● **Exercise aim**
Write out the data again in full, exactly as it reads.

Natural-language object grounding data
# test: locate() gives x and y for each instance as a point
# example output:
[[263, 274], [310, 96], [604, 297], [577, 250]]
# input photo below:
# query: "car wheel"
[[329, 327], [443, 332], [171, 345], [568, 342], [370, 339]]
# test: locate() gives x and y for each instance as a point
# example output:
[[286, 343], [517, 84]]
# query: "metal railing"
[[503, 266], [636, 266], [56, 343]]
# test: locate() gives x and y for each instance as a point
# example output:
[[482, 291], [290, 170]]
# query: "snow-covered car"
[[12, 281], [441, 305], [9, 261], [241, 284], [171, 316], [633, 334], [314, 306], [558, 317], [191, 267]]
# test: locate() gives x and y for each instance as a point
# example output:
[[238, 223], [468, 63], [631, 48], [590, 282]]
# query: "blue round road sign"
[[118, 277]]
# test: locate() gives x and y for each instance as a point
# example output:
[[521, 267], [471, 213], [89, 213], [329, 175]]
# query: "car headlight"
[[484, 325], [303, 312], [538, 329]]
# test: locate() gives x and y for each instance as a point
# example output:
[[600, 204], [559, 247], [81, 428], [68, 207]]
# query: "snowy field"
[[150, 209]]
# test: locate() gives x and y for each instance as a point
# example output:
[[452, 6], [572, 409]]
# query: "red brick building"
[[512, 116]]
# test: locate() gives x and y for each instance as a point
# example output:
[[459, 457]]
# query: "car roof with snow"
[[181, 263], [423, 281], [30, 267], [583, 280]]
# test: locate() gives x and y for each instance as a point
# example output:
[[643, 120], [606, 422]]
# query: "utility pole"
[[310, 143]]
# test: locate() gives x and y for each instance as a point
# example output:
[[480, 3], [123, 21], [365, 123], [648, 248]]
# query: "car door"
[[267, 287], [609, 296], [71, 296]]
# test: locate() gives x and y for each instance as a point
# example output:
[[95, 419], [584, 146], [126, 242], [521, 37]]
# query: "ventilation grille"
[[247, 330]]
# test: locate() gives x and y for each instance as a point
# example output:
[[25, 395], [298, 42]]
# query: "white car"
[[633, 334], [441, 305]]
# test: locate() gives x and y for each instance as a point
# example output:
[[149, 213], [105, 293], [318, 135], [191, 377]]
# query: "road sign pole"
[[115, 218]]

● **Response to this task**
# test: locate() gives x and y for each instance as a point
# example output:
[[263, 274], [310, 96], [604, 297], [577, 250]]
# input photo below:
# query: "car wheel"
[[329, 327], [443, 332], [171, 345], [568, 342], [370, 339]]
# test: locate() gives x and y for each instance as a point
# example output:
[[286, 343], [517, 84]]
# query: "metal railing"
[[503, 266], [636, 266], [56, 343]]
# test: locate() gives x and y for each instance as a point
# example output:
[[482, 291], [290, 170]]
# query: "snow-covered car"
[[12, 281], [441, 305], [9, 261], [241, 284], [171, 316], [633, 334], [314, 306], [558, 317], [191, 267]]
# test: locate() gives x and y for each instance as a point
# example output:
[[238, 223], [468, 63], [631, 48], [590, 282]]
# query: "blue round road sign"
[[118, 277]]
# test: locate() gives x and y for each instance as a point
# example output:
[[521, 267], [471, 213], [89, 213], [329, 175]]
# query: "car headlight"
[[484, 325], [303, 312], [538, 329]]
# test: locate() gives x and y for each instance as a point
# example output:
[[600, 204], [559, 247], [81, 428], [68, 207]]
# query: "snowy field"
[[150, 209]]
# test: locate() gives x and y for each instance as a point
# example output:
[[452, 6], [572, 409]]
# query: "red brick building"
[[512, 116]]
# test: locate() gives x and y for each instance as a point
# example output:
[[459, 457]]
# query: "car roof with snow"
[[181, 263], [423, 281], [30, 267], [583, 280]]
# test: locate() gives x and y for each instance as a point
# example output:
[[643, 120], [606, 422]]
# query: "utility pole"
[[310, 143]]
# test: locate() gives x and y for each instance as a point
# example output:
[[480, 3], [123, 21], [365, 123], [648, 248]]
# query: "car door"
[[267, 287], [609, 296], [71, 296]]
# test: locate() gives x and y for each instance as a point
# example output:
[[95, 419], [584, 146], [126, 242], [521, 37]]
# query: "ventilation grille"
[[247, 330]]
# test: locate() gives x and y for each instance as a point
# example output:
[[25, 395], [298, 42]]
# query: "white car"
[[633, 334], [441, 305]]
# test: locate() gives x and y for each instance as a point
# example output:
[[149, 213], [105, 293], [318, 135], [191, 377]]
# query: "road sign pole"
[[115, 218]]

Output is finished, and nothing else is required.